Task directions: Set down exactly the lines below between the line holding "Indicate the audience" and the line holding "Indicate the shoulder-length", inclusive; no other line belongs in the answer.

Region pointing data:
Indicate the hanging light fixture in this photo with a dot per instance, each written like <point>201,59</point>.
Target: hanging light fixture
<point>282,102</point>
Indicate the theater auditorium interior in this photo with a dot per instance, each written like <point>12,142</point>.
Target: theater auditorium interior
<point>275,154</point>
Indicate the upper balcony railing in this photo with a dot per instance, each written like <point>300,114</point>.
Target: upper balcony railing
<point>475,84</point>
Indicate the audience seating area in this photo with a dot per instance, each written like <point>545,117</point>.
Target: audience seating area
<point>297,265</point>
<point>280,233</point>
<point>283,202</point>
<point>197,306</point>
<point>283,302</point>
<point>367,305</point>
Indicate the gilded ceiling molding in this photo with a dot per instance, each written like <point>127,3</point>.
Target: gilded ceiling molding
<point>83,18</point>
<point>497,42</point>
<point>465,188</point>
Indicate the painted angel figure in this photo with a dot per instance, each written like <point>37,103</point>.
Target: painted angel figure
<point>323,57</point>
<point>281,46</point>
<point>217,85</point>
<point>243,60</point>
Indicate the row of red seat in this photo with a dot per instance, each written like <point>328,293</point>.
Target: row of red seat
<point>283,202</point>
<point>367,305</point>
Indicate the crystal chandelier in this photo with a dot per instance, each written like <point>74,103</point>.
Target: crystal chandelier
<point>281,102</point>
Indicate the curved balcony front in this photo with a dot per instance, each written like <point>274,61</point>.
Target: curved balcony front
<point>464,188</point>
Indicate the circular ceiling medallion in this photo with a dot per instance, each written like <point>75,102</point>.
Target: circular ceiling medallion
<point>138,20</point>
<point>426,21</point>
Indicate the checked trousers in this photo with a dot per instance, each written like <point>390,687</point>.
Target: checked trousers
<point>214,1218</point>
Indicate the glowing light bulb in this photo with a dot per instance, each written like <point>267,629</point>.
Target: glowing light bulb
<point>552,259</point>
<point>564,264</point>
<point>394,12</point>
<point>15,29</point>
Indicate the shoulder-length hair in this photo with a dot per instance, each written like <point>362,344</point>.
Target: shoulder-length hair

Problem solution:
Indicate the audience seating area in this photo with a dot per instance, each written like <point>545,117</point>.
Target: audience seating area
<point>297,265</point>
<point>280,233</point>
<point>283,202</point>
<point>197,306</point>
<point>283,302</point>
<point>367,305</point>
Indicate the gilded ceiling molding in this photo with a dot per instance, each written like <point>127,3</point>.
Target: gilded ceiling molding
<point>83,18</point>
<point>497,42</point>
<point>465,188</point>
Indicate the painted angel figure in this photo with a dot per instance, each written like <point>37,103</point>.
Target: painted angel figure
<point>323,57</point>
<point>281,46</point>
<point>217,85</point>
<point>243,60</point>
Indicate the row of red seat in this photo with a dot per instance, each written like <point>328,293</point>.
Target: row of red seat
<point>283,202</point>
<point>367,305</point>
Indicate the crystal chandelier in this photo with a dot per instance, each written like <point>74,103</point>.
Target: crystal chandelier
<point>281,102</point>
Indicate the curved balcony front in this photo with a dot per instance, each written like <point>274,61</point>.
Target: curved balcony front
<point>464,188</point>
Indicate the circular ceiling medallion in this photo with a dot per instance, each written like <point>75,102</point>.
Target: circular ceiling medallion
<point>138,20</point>
<point>426,21</point>
Indicate the checked trousers in this photo with a dot per instance, each written like <point>390,687</point>.
Target: checked trousers
<point>214,1218</point>
Indicate the glowing light bulb in this photo with a dot per instance, each written like <point>267,629</point>.
Target: glowing light bulb
<point>552,259</point>
<point>564,264</point>
<point>394,12</point>
<point>15,29</point>
Indicate the shoulder-length hair in this photo with a dot per instance, each written like <point>362,344</point>.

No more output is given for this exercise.